**Task goal:**
Copy all of the data below exactly as it is given.

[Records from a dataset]
_ _ _ _ _

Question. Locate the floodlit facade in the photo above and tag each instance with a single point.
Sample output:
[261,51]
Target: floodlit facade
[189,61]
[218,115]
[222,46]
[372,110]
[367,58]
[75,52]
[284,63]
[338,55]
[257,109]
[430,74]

_ _ _ _ _

**Worked solution:**
Question. Locate the floodlit facade in the photo above and tag each instance with a single point.
Sample output:
[261,51]
Target: floodlit facade
[189,61]
[218,115]
[222,46]
[372,110]
[367,58]
[75,52]
[284,63]
[338,55]
[257,109]
[430,74]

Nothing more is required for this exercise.